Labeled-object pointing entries
— Start —

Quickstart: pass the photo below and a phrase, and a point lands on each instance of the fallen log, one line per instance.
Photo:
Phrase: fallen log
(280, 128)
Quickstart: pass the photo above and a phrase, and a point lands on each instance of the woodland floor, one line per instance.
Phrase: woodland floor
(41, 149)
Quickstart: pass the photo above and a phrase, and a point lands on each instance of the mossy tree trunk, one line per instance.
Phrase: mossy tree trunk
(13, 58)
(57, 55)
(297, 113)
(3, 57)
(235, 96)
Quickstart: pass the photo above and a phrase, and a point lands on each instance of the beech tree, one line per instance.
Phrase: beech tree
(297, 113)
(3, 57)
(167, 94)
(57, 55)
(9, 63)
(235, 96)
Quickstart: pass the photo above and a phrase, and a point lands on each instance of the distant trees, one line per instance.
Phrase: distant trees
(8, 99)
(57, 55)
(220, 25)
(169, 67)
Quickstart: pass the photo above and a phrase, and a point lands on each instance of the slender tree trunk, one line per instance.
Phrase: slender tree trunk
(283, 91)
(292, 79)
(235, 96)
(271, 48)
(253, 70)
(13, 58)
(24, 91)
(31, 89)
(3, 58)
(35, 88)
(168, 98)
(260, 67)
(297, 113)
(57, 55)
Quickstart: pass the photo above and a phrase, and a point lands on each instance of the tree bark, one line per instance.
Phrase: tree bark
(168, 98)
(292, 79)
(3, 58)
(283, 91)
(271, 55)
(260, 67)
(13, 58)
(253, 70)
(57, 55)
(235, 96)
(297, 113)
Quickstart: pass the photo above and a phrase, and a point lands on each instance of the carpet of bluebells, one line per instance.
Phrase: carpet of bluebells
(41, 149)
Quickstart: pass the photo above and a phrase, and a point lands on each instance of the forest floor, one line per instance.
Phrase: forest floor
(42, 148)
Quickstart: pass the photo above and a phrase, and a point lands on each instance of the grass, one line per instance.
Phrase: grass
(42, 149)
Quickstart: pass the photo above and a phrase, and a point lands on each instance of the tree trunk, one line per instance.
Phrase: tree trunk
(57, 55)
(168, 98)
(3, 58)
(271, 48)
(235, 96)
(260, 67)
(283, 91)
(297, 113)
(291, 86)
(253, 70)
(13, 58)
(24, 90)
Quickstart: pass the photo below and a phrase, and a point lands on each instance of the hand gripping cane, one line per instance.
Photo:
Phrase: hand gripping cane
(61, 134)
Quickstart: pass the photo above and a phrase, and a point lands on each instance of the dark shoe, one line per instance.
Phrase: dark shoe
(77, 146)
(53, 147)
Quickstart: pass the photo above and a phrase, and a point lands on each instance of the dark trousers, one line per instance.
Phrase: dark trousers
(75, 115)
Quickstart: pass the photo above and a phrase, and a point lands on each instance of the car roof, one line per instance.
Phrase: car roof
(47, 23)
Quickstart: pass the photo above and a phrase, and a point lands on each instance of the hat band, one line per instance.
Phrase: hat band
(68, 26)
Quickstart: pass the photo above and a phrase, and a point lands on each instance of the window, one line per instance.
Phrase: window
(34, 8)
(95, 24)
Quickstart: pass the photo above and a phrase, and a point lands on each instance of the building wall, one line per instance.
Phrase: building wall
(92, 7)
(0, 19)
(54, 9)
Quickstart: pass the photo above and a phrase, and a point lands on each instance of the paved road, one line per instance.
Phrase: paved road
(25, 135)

— End —

== Written problem ==
Copy the records above exactly.

== Answer to the task ==
Quickstart: pass the photo below and a phrase, and a point lands on each instance of the fallen log, one line per instance.
Photo:
Phrase: fallen log
(280, 128)
Quickstart: pass the photo above and a phrase, and a point lands on each instance of the woodland floor, one line per instance.
Phrase: woodland floor
(41, 149)
Quickstart: pass the photo above and a phrase, and a point lands on each instance of the mossy tree trunk, one line per instance.
Phrase: mossy tree trunk
(13, 58)
(57, 55)
(297, 113)
(3, 57)
(235, 96)
Quickstart: pass the photo above and a phrase, and a point lands on each instance of the beech tree, one line per instance.
Phrase: beech tree
(297, 113)
(3, 57)
(167, 94)
(57, 55)
(9, 63)
(235, 96)
Quickstart: pass the photo above and a phrase, and a point lands on each instance of the distant trees, one line per instance.
Phrase: distant trees
(8, 99)
(57, 55)
(220, 25)
(169, 67)
Quickstart: pass the photo above and a phrase, and a point lands on each instance of the slender tree trunk, one line per instance.
Phrase: slender tree trunk
(283, 91)
(292, 79)
(235, 96)
(271, 48)
(253, 70)
(13, 58)
(24, 91)
(31, 89)
(3, 58)
(35, 88)
(168, 98)
(260, 67)
(297, 113)
(57, 55)
Quickstart: pass the photo above and a phrase, and a point lands on each instance of the tree bark, one line per instance.
Phrase: tree bark
(168, 98)
(292, 79)
(3, 58)
(283, 91)
(271, 55)
(260, 67)
(13, 58)
(253, 70)
(57, 55)
(235, 96)
(297, 113)
Quickstart: pass the photo above and a phrase, and a point lands on each instance of the carpet of bluebells, one line per instance.
Phrase: carpet of bluebells
(41, 149)
Quickstart: pass the photo above and a phrase, and a point lands on each instance of the forest floor, one line per instance.
Phrase: forest floor
(42, 148)
Quickstart: pass the photo above and a phrase, and a point lands on each instance of the grass, one line per instance.
Phrase: grass
(42, 149)
Quickstart: pass the photo above and a phrase, and a point lands on each instance of the tree trunk, one line per instance.
Phrase: tree trunk
(57, 55)
(168, 98)
(3, 58)
(271, 48)
(235, 96)
(260, 67)
(283, 91)
(297, 113)
(291, 86)
(253, 70)
(13, 58)
(24, 90)
Quickstart: pass the photo below and a phrase, and a point lands on each instance of the hand gripping cane, one line per instance.
Photo:
Phrase: hand gripping cane
(61, 134)
Quickstart: pass the photo above and a phrase, and a point lands on each instance of the dark shoe, one line per instance.
Phrase: dark shoe
(77, 146)
(53, 147)
Quickstart: pass the photo above and a phrase, and a point lands on each instance of the dark trousers, one line per instance.
Phrase: dark trousers
(75, 115)
Quickstart: pass the photo above and a phrase, and a point lands on each instance of the car roof, one line per instance.
Phrase: car roof
(47, 23)
Quickstart: pass the photo above and a phrase, and a point lands on each instance of the hat band, one line per instance.
Phrase: hat band
(68, 26)
Quickstart: pass the photo above and a phrase, and a point lands on each instance of the window, one line per instance.
Phrase: window
(34, 8)
(95, 24)
Quickstart: pass the photo above and a phrase, and a point lands on each instance of the building wall, one line per instance.
Phrase: building wall
(92, 7)
(0, 19)
(54, 9)
Quickstart: pass the photo above and a phrase, and a point lands on each instance of the paved road, one line per instance.
Phrase: paved road
(25, 135)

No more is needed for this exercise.